Albania and Northern Greece 2023: Part Four - Ioannina, Greece
Gjirokaster-Ioannina – 8th June 2023
As we’re in the area, we’re now
going to Northern Greece, which I can almost see from Ali’s balcony. Most
people would return to Saranda, then Corfu, then a ferry to Igoumenitsa, then a
bus to Ioannina, but I hate doubling back and why go the long way around? What
could go wrong?
Ali kindly did some research and
the buses to Ioannina are going at six in the morning or nine at night, neither
of which are ideal and so, after another huge breakfast, he kindly arranges a
taxi on our behalf for a very reasonable 2000 lek (£17). This is to get to the
border, 30km away.
I was expecting huge queues of
Albanian lorries, trucks full of migrants etc. but are just four cars. We walk
through the barrier for foot passengers, have our passports stamped by a
smiling official and engage in a conversation with a customs guy, who speaks
very good English, and who is lovely, because every Albanian we’ve met here is lovely.
‘You’ve just got clothes in your bags, right?’ Yup. ‘Have a good holiday!’ It’s
as if Hoxha had never existed.
We walk 500m through no-man’s
land in the sweltering heat, aware that the Stalinist-Maoist-Hoxhaist Hoxha had
mined this border in order to keep foreigners out and Albanians in. Nobody
passes us except a white cat and an old gypsy woman who seems to be allowed to
wander between Albania and Greece as she pleases. Perhaps she had been born
here, unable to get into either country. Perhaps she held the begging franchise
for the area.
The Greek border is another
matter. It appears that there was a bus, although perhaps it didn’t bother to
stop in Gjirokaster, and 100 or so Albanians are waiting in the hot sun where
the Greek border guy can’t be arsed to check their credentials and doesn’t
really want to let them in. This is the crossing for individuals.
We decide to become a car and
wait behind several other vehicles with our wheelie luggage. Within fifteen
minutes our passports are stamped. Just customs to go. While the Albanian
registered cars have everything searched, and the odd Greek, Austrian etc. car
has to wait behind them, we decide to take on the mantle of gormless tourists
and casually and slowly jump the queue to the Greek side. It works!
On Google maps, Kakavije and
Kakavia are clearly listed, given the same focus as Gjirokaster even. I
expected a village broken in two by centuries of Balkan wars, with families
torn apart by geopolitics, lovers on each side of the fence. There is a snack
bar each side of the border. That’s it.
An old guy by a bus stop beckons
us over - he might be the bus station/shack master, who knows. He points to a
timetable in Greek (I can read Greek). The bus I had counted on, because online
Greek timetables are reasonably accurate, at least compared to Albanian
ones, should be in fifteen minutes, but of course that would be Albanian time.
The next one is in three-hours.

## Records supplied

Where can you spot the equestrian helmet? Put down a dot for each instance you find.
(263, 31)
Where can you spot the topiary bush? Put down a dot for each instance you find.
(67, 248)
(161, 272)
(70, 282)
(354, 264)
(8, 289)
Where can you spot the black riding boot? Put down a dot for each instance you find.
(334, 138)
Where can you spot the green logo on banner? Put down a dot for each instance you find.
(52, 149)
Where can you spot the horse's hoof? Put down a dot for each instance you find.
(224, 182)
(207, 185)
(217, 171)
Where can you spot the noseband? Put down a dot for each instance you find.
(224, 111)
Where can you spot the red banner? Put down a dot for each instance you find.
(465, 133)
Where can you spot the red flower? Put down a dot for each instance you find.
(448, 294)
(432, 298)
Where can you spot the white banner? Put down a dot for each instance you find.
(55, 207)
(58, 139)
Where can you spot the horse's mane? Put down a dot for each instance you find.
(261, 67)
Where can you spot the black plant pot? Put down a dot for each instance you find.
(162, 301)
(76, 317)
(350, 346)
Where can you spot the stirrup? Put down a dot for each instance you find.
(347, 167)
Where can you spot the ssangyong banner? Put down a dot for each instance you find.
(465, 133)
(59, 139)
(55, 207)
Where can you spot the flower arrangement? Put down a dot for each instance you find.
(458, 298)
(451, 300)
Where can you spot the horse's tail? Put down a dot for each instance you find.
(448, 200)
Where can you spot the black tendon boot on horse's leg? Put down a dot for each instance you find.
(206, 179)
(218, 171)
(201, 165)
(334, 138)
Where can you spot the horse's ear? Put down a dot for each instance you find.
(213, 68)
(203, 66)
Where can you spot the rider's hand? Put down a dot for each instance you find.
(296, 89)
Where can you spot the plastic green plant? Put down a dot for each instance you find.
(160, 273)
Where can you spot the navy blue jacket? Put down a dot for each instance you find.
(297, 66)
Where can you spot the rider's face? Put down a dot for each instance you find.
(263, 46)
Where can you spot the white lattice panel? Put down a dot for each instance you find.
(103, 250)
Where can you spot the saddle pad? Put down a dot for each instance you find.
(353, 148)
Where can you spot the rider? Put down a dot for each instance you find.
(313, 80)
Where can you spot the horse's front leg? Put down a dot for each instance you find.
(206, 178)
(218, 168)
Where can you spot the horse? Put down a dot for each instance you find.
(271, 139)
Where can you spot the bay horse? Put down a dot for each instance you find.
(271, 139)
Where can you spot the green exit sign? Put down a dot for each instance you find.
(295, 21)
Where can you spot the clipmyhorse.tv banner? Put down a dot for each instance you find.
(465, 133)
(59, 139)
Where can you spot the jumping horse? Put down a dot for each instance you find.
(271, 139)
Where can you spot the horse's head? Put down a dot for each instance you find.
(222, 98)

* * *

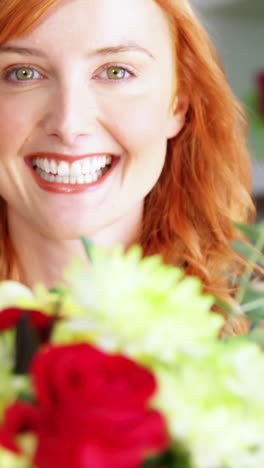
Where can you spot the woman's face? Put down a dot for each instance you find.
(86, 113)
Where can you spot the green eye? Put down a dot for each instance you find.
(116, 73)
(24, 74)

==

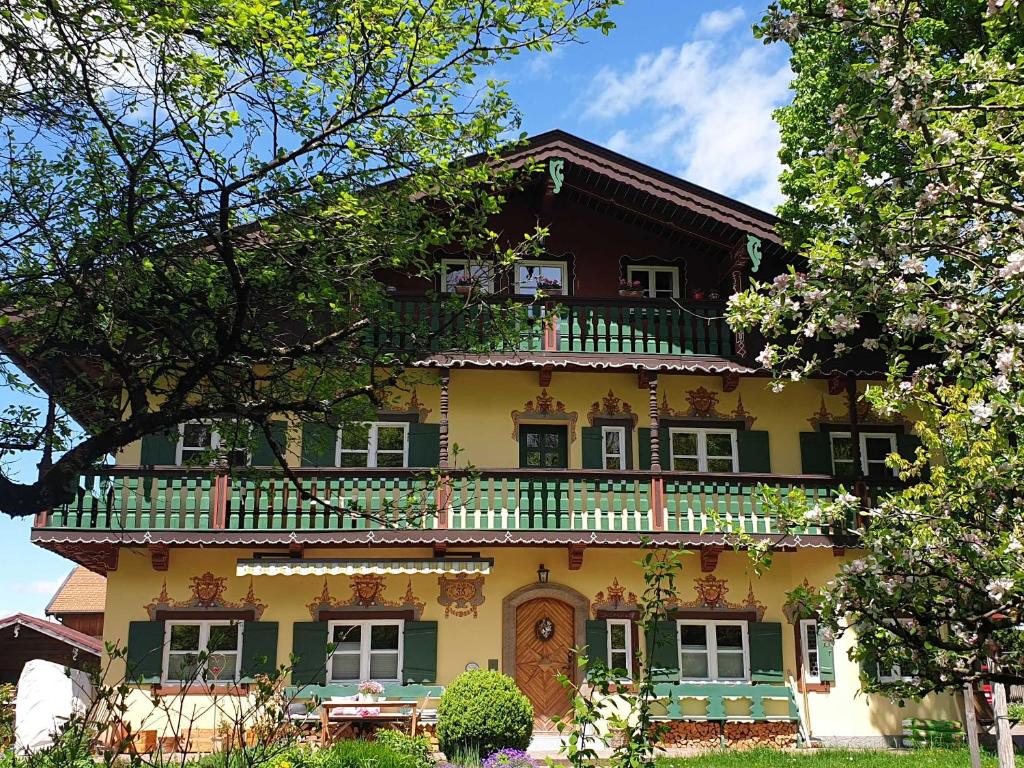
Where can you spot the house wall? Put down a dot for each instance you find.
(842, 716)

## Tasks to complete
**A.** From the Ioannina travel account, list in order the places on the route that most people would take, according to the sentence beginning "Most people would return to Saranda".
**B.** Identify every line of the listing that contains the string "boot", matching case exactly, and copy each such line in full.
The travel account and the listing have nothing to do with each other.

## Responses to the tasks
**A.** Saranda, Corfu, Igoumenitsa, Ioannina

**B.**
Where can you spot the black riding boot? Put down a dot for each instance you find.
Where can you spot the black tendon boot on horse's leg? Put down a dot for each instance you find.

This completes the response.